— start —
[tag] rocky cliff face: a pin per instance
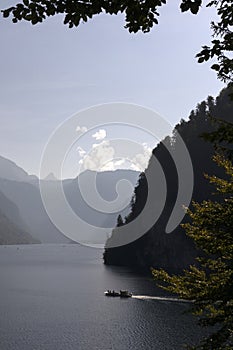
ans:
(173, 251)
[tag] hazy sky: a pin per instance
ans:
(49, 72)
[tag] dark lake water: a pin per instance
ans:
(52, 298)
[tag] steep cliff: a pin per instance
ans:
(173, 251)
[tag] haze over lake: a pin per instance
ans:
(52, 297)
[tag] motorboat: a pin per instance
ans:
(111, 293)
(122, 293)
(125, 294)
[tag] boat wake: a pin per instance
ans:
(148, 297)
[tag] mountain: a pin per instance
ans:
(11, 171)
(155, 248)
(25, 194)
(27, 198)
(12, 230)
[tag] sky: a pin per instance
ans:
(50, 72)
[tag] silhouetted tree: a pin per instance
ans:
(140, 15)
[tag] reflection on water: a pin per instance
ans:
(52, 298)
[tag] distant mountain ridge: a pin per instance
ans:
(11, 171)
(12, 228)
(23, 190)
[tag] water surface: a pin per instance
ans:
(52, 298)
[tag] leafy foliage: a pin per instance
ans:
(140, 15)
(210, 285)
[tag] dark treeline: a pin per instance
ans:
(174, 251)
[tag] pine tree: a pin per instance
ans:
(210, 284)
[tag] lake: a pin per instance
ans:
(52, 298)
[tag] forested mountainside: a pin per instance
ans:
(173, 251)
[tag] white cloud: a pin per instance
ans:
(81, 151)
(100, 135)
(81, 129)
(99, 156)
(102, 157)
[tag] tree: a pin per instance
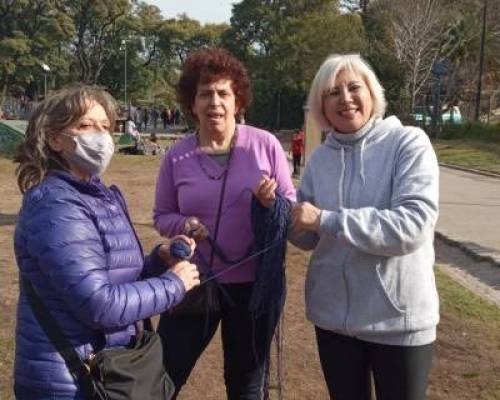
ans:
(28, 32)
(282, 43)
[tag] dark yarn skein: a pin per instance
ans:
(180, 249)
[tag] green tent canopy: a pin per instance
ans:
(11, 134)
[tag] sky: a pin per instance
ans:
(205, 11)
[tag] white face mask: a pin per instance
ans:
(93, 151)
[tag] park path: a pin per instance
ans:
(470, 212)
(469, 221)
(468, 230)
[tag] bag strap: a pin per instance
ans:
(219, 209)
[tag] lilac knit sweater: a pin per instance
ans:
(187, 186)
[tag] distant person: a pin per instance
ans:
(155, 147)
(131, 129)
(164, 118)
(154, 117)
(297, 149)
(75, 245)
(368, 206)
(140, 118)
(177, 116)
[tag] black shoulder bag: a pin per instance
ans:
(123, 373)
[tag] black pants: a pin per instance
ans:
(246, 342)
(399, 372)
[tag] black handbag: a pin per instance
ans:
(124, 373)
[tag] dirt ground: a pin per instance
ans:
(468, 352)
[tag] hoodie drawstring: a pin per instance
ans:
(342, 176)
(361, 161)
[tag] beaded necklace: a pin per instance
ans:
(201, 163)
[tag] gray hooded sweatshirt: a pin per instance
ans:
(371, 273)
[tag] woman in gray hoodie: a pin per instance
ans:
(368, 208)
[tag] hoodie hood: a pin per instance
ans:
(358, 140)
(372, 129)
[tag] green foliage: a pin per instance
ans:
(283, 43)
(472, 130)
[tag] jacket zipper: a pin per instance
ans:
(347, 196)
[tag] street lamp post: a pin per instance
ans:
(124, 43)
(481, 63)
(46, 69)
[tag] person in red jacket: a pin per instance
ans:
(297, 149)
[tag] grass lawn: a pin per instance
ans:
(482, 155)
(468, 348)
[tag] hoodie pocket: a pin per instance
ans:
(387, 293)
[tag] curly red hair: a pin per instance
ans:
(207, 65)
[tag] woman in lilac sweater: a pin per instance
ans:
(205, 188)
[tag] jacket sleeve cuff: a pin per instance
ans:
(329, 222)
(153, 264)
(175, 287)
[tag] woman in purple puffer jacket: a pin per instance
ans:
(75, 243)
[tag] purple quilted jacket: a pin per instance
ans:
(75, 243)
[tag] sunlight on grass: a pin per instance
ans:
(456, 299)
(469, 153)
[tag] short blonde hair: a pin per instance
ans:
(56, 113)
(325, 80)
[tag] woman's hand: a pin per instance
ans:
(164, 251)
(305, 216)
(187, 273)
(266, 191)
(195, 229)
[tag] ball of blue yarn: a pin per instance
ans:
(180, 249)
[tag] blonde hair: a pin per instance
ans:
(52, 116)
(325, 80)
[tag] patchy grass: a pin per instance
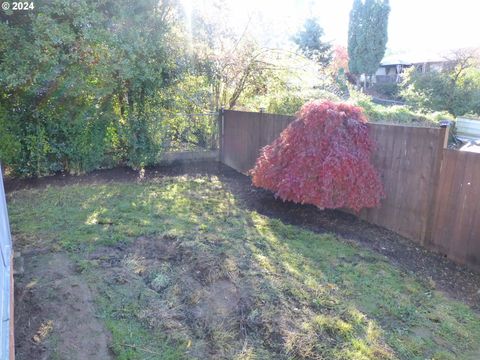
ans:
— end —
EXERCISE TASK:
Copy the listing exactly. Any image in it stays out of the copy.

WRITTEN ANSWER:
[tag] rocky cliff face: a pin per instance
ans:
(173, 251)
[tag] hazy sky: a pin per instance
ans:
(49, 72)
[tag] dark lake water: a pin per instance
ans:
(52, 298)
[tag] steep cliff: a pin per instance
ans:
(173, 251)
[tag] haze over lake: a pin per instance
ans:
(52, 297)
[tag] motorboat: a pin per instance
ans:
(111, 293)
(122, 293)
(125, 294)
[tag] boat wake: a pin per instance
ans:
(148, 297)
[tag] mountain: a pin per instance
ans:
(11, 171)
(155, 248)
(25, 194)
(27, 198)
(12, 230)
[tag] sky: a pin per instance
ans:
(50, 72)
[tag] silhouetted tree: a pin per instance
ans:
(140, 15)
[tag] reflection on water: a pin per instance
ans:
(52, 298)
[tag] distant mountain ridge: a pin per instance
ans:
(11, 171)
(12, 228)
(23, 190)
[tag] water surface: a pin per instance
ans:
(52, 298)
[tag] leafy foliage: a pin per instance
ans:
(140, 15)
(210, 285)
[tag] dark treeline: a pin per instance
ans:
(174, 251)
[tag] pine tree: a pin per instance
ans:
(210, 284)
[tag] lake: a pin per instance
ans:
(52, 298)
[tag] forested mountainside: a pin per instance
ans:
(173, 251)
[tag] white cloud: a pin per instance
ans:
(81, 151)
(100, 135)
(81, 129)
(99, 156)
(102, 157)
[tag] tree: a pin per instance
ans:
(28, 32)
(282, 43)
[tag] dark yarn skein: a pin per instance
ans:
(180, 249)
[tag] green tent canopy: a pin per instance
ans:
(11, 134)
[tag] sky: a pin per instance
ans:
(205, 11)
[tag] white face mask: a pin per instance
ans:
(93, 151)
[tag] park path: a pin per instance
ans:
(470, 212)
(469, 221)
(468, 230)
[tag] bag strap: a pin per instance
ans:
(219, 209)
[tag] lilac knit sweater: a pin per instance
ans:
(187, 186)
[tag] distant person: a pin per instance
ans:
(155, 147)
(131, 129)
(164, 118)
(154, 117)
(297, 149)
(75, 245)
(368, 206)
(140, 118)
(177, 116)
[tag] black shoulder bag: a pin per instance
ans:
(123, 373)
[tag] black pants: a pin per instance
ans:
(246, 342)
(399, 372)
[tag] black handbag: a pin per instance
ans:
(124, 373)
[tag] dirt ground: a pin per instance
ans:
(468, 352)
[tag] hoodie drawstring: a pin per instance
ans:
(342, 176)
(361, 161)
[tag] beaded necklace: a pin per instance
ans:
(201, 163)
[tag] gray hooded sweatshirt: a pin per instance
ans:
(371, 273)
[tag] woman in gray hoodie: a pin per instance
ans:
(368, 208)
[tag] hoodie hood: a pin per instance
ans:
(358, 140)
(372, 129)
[tag] green foliage: a pin per instance
ans:
(283, 43)
(472, 130)
[tag] jacket zipper: a pin per instance
ans:
(347, 196)
[tag] street lamp post: a pin per instance
ans:
(124, 43)
(481, 63)
(46, 69)
[tag] person in red jacket: a pin per instance
ans:
(297, 149)
[tag] grass lawn: a pin per instance
ans:
(482, 155)
(468, 348)
[tag] hoodie pocket: a pin per instance
ans:
(387, 293)
[tag] curly red hair: a pin per instance
ans:
(207, 65)
[tag] woman in lilac sweater: a pin per instance
ans:
(205, 188)
[tag] jacket sleeve cuff: a pin per instance
ans:
(329, 222)
(153, 264)
(175, 287)
[tag] woman in purple puffer jacket: a pin per instance
ans:
(75, 243)
[tag] purple quilted jacket: a pin per instance
ans:
(75, 243)
[tag] sunlight on grass: a pin per instance
ans:
(456, 299)
(469, 153)
[tag] short blonde hair: a pin per instance
ans:
(56, 113)
(325, 80)
[tag] woman's hand: a pin per instance
ans:
(164, 251)
(305, 216)
(187, 273)
(266, 191)
(195, 229)
[tag] ball of blue yarn: a pin per instance
ans:
(180, 249)
[tag] blonde hair: a pin per instance
ans:
(52, 116)
(325, 80)
[tag] patchy grass: a pin per instance
ans:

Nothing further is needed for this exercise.